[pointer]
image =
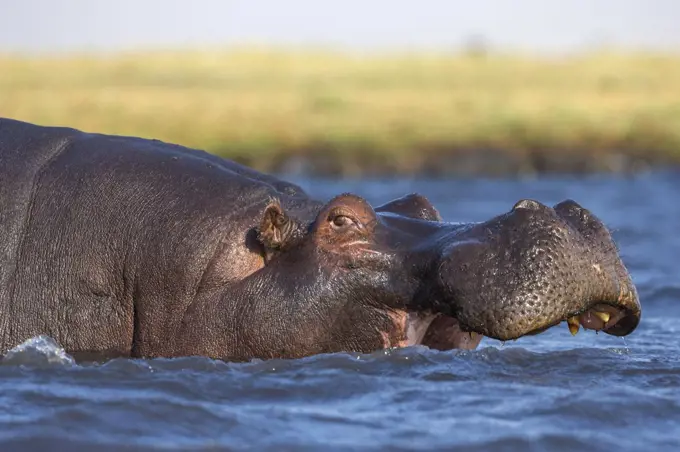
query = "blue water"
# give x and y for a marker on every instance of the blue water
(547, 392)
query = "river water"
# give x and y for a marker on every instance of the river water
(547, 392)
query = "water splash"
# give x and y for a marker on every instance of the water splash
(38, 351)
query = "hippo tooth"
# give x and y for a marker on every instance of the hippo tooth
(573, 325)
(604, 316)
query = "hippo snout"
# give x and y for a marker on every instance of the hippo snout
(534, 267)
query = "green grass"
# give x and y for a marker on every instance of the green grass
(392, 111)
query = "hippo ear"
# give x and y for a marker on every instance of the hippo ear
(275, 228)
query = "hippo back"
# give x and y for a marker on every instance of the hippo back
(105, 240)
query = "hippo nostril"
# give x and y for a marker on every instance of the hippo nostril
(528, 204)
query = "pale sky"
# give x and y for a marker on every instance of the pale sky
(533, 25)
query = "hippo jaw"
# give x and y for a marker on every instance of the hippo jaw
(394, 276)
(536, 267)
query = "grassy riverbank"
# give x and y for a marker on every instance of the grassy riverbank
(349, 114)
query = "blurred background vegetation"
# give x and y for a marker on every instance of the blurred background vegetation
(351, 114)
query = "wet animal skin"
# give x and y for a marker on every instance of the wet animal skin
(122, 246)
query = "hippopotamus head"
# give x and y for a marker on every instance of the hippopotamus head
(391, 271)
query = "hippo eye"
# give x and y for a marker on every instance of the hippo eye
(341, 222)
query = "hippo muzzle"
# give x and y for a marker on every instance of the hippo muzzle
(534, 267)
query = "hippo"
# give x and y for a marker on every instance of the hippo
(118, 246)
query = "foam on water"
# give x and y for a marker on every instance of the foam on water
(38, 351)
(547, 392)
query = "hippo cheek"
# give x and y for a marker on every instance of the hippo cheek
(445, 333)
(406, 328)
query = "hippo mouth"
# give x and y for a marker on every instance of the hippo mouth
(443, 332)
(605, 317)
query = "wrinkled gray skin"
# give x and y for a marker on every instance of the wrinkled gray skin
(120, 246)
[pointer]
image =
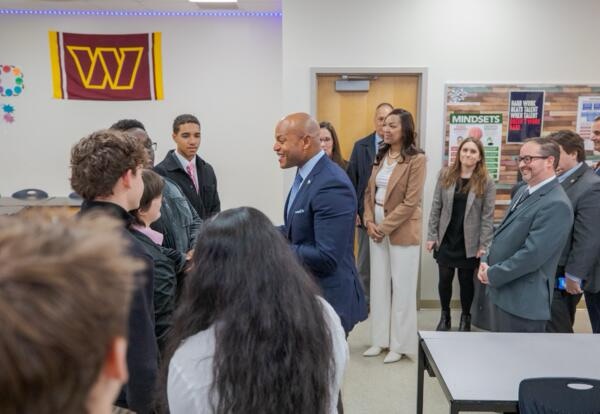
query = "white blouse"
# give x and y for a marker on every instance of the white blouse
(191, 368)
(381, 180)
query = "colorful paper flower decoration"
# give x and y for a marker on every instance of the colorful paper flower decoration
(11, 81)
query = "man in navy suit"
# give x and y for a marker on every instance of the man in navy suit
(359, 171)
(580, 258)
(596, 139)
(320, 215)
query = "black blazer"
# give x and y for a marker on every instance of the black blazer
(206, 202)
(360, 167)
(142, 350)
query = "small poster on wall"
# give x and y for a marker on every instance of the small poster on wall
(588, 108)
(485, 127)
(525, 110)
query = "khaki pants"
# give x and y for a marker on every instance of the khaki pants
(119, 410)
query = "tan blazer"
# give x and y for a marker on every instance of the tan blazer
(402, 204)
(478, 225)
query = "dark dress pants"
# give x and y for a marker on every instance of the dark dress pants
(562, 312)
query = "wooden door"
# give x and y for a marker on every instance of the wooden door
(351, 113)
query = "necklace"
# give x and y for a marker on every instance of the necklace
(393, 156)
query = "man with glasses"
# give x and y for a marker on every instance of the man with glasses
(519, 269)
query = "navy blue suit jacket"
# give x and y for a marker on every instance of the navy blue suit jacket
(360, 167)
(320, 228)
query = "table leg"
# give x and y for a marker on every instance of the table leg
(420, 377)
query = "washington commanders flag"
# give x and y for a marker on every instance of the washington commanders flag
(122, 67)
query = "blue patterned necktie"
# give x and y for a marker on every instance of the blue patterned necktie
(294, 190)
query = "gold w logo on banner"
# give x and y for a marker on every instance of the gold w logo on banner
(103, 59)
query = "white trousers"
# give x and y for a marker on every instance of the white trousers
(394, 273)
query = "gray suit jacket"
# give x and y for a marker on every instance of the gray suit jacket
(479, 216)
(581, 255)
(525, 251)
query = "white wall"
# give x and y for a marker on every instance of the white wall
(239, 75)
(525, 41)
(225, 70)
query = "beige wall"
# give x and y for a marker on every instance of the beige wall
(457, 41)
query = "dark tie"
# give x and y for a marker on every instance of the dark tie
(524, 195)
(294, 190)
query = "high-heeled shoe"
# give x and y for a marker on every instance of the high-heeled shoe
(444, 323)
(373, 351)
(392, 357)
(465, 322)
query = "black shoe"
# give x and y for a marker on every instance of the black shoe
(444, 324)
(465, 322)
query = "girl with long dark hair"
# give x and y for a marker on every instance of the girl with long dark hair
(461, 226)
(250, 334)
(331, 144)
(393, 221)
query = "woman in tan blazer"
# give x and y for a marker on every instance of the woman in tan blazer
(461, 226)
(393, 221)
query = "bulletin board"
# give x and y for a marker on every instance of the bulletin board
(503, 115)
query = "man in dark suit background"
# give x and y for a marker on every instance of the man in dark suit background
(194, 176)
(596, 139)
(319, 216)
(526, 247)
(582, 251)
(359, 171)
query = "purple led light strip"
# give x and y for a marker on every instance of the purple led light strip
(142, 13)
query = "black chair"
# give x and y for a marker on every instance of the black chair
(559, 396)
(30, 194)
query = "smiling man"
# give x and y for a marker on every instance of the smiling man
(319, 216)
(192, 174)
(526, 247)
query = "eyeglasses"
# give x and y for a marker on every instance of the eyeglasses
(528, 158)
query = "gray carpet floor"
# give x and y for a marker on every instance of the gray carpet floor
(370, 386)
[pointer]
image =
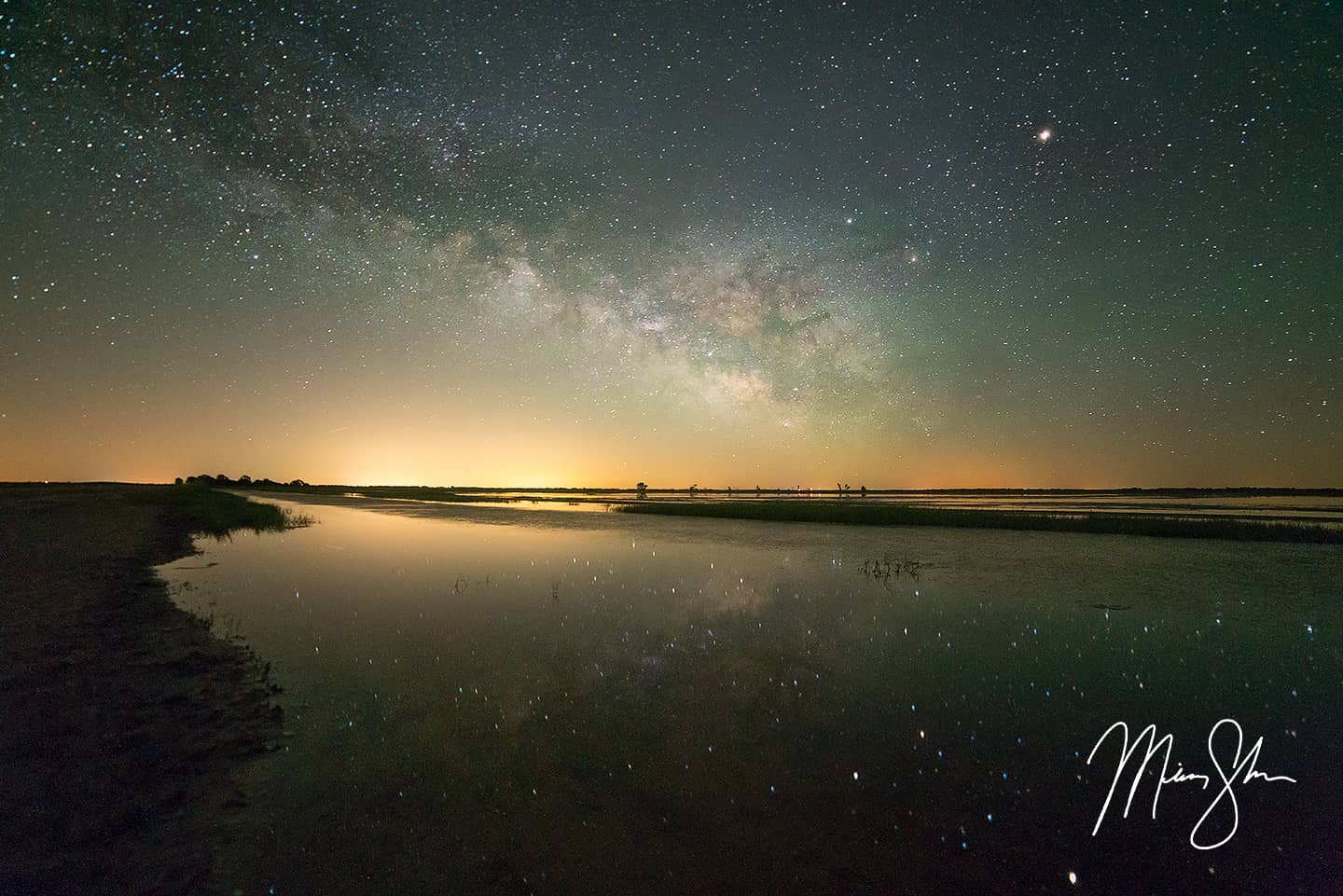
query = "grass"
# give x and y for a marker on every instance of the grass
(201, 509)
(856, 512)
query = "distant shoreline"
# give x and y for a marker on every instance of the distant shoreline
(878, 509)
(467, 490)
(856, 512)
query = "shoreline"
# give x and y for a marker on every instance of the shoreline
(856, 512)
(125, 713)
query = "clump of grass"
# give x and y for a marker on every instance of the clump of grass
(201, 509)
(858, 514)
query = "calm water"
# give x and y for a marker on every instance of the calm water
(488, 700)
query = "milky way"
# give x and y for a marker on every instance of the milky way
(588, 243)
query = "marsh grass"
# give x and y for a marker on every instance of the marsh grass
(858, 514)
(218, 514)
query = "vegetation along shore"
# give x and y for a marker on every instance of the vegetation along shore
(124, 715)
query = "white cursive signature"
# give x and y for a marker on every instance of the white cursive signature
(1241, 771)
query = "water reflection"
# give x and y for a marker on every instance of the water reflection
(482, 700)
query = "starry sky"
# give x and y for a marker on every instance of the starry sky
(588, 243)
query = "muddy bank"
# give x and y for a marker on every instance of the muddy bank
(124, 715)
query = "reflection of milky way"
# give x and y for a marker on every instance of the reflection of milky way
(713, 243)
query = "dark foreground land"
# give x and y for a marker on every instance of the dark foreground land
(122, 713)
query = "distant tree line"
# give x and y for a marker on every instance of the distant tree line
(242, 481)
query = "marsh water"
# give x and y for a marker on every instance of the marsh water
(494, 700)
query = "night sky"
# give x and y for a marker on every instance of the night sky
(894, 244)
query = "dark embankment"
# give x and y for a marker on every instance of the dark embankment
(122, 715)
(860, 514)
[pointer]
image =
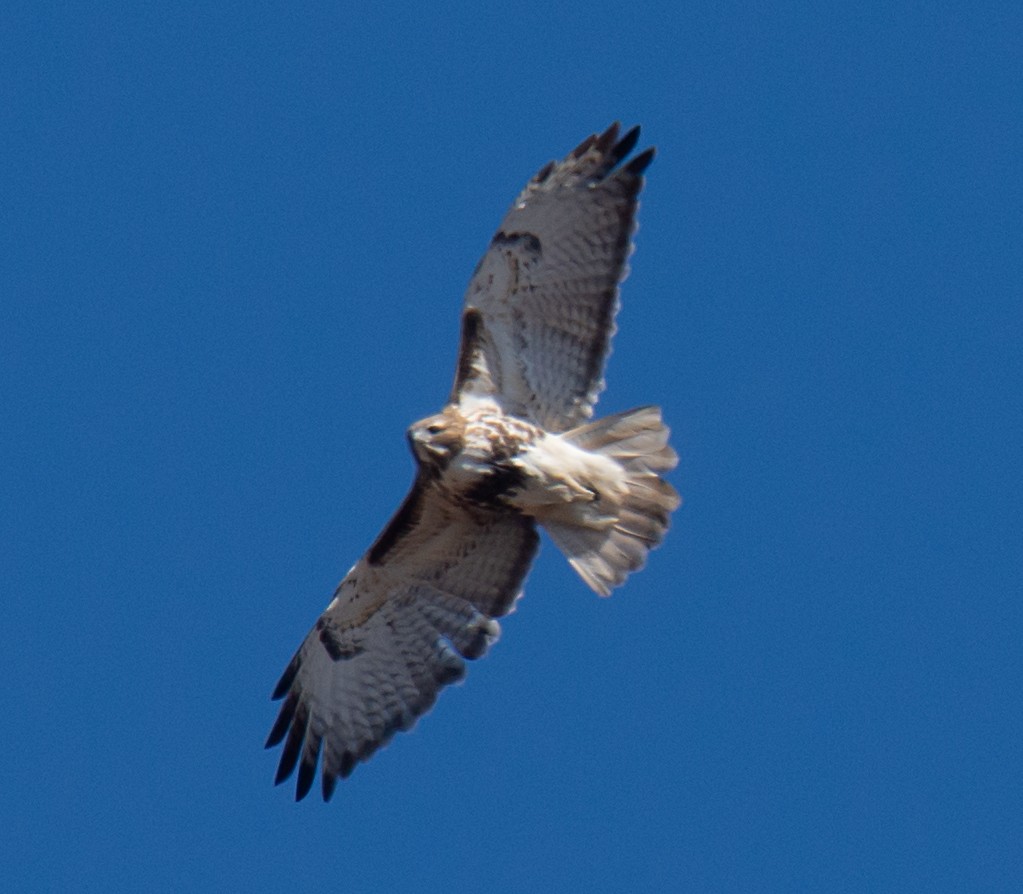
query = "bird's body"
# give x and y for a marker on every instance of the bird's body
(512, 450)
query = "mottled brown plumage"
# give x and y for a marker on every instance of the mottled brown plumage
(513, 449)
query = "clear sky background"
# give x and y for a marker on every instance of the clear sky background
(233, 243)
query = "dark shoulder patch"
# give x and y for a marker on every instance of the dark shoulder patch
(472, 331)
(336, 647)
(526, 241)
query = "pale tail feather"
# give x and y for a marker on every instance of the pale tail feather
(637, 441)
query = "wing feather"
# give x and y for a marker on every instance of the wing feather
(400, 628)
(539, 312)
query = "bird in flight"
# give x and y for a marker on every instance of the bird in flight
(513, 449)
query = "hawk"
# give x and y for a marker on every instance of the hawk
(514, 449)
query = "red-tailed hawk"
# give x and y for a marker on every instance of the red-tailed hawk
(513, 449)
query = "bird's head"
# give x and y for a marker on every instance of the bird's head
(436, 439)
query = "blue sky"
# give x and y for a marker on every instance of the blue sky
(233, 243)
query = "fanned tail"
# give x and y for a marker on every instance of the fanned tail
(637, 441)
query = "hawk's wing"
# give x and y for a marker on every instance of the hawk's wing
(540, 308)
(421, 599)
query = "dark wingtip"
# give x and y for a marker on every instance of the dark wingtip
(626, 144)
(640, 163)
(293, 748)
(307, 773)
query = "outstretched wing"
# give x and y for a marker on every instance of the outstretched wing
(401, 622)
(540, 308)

○ ○ ○ ○ ○ ○ ○

→ **YOUR TASK**
Set down, word for word and with no other lines, the listing from the line marked by "the bird's head" through its final line.

→ **EXPECTED OUTPUT**
# give x and y for a marker on every instance of the bird's head
(436, 439)
query = "blue sky"
# give x and y for a marker on every instance of the blue sky
(233, 243)
query = "fanned tail"
# give x and y for a marker on every instance of the fanned tail
(637, 441)
query = "hawk's wing"
# give x and y for a marker on every instance of the hawk's wing
(540, 308)
(421, 599)
query = "dark wingtip"
# give x and y for a marker on every instance of the dark wingtip
(626, 144)
(640, 163)
(293, 748)
(307, 773)
query = "outstretched wing"
# give x and y for a marker on every instance of the outstretched wing
(401, 622)
(540, 308)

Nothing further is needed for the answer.